Copy the records below word for word, starting at the line that contains "Please point out the lawn" and continuing through the last line of the records.

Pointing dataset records
........

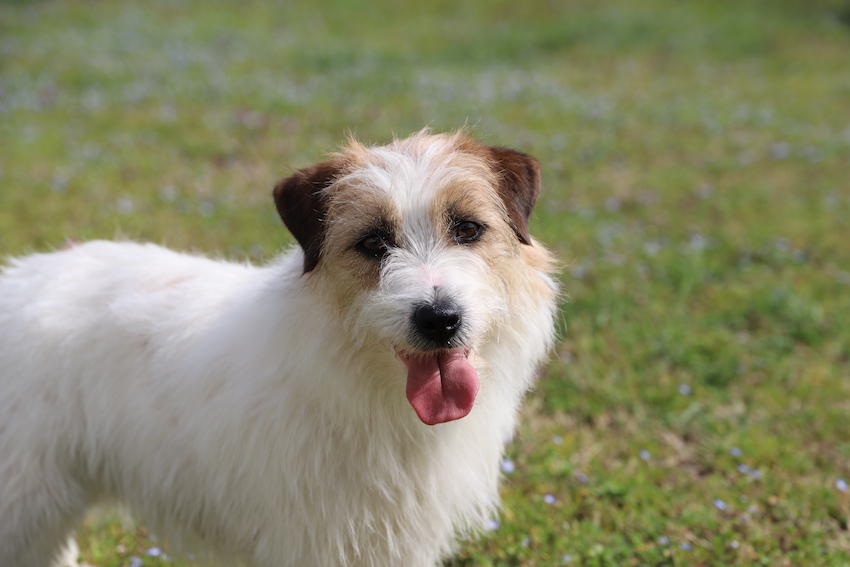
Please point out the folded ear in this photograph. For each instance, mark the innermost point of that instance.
(519, 186)
(302, 204)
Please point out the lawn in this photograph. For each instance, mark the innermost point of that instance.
(696, 160)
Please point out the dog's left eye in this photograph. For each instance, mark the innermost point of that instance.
(466, 232)
(373, 245)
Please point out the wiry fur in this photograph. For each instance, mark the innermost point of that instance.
(260, 412)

........

_FULL RESPONSE:_
Please point out the lawn in this photograph. For each instance, mark the innermost point of that instance.
(696, 160)
Please point out the dog's left eye in this photograph. For each instance, mark the innermost point of that instance.
(466, 232)
(373, 245)
Please point out the wiry fur in this photograph. For each instance, mark the innermost point of that instance.
(260, 412)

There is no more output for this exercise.